◆ Testo di partenza ◆
━━━━━━

Ora saremmo sul sentiero dei luoghi comuni (affollato pure quello) se dicessimo che la mandria alla partenza degli impianti (dove ci si può presentare con tacco dodici e cagnolino mignon in braccio, basta pagare il biglietto) della prudenza se ne frega.
In cambio, a quanto sembra, latita anche il coraggio. Le cronache sono piene di individui che si smarriscono perché “Google non spiegava” o che sfidano il maltempo perché all’oscuro dell’allerta meteo, compresi quelli che escono dal sentiero perché più furbi e si bloccano nella nebbia, non contando i fragili che chiamano l’elicottero perché troppo stanchi. Gran daffare per gli uomini del Soccorso Alpino, gente fin troppo encomiabile.
Ci sono anche i “vertical” quelli che corrono con altimetro, frequenziometro, cardiopippo e chissachecosometro che del panorama se ne fregano perché conta solo il tempo, quanto ci mettono. Seguono gli “strazzaboschi” che con bici futuribili scendono da pazzi a scavare solchi tra gli alberi perché piace così. E magari sono peggio dell’orso se te li trovi davanti. Poi ci sono gli orsi appunto, ma con quelli abbiamo risolto perché la Provincia ha fatto stampare i cartelli. Non so quanti.

━━━━━━

◆ Esercizio A ◆
Ricopia dal testo sui frequentatori della montagna il brano che va da "Ora saremmo sul" fino a "fin troppo encomiabile." compreso.

━━━━━━

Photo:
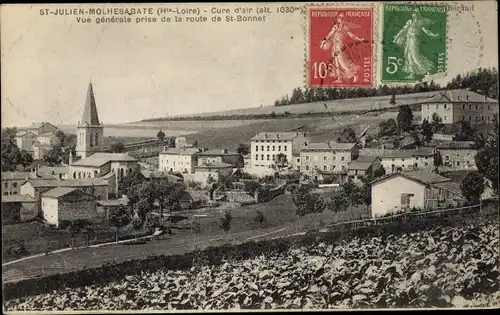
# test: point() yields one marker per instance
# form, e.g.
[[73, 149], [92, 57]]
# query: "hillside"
[[353, 104]]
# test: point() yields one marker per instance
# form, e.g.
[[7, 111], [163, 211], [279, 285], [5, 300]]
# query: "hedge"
[[217, 255]]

━━━━━━

◆ Esercizio B ◆
Riporta parola per parola tutte le righe del dataset qui sopra, lasciando fuori le immagini.

◆ Risposta corretta A ◆
Ora saremmo sul sentiero dei luoghi comuni (affollato pure quello) se dicessimo che la mandria alla partenza degli impianti (dove ci si può presentare con tacco dodici e cagnolino mignon in braccio, basta pagare il biglietto) della prudenza se ne frega.
In cambio, a quanto sembra, latita anche il coraggio. Le cronache sono piene di individui che si smarriscono perché “Google non spiegava” o che sfidano il maltempo perché all’oscuro dell’allerta meteo, compresi quelli che escono dal sentiero perché più furbi e si bloccano nella nebbia, non contando i fragili che chiamano l’elicottero perché troppo stanchi. Gran daffare per gli uomini del Soccorso Alpino, gente fin troppo encomiabile.

◆ Risposta corretta B ◆
Photo:
# test: point() yields one marker per instance
# form, e.g.
[[73, 149], [92, 57]]
# query: "hillside"
[[353, 104]]
# test: point() yields one marker per instance
# form, e.g.
[[7, 111], [163, 211], [279, 285], [5, 300]]
# query: "hedge"
[[217, 255]]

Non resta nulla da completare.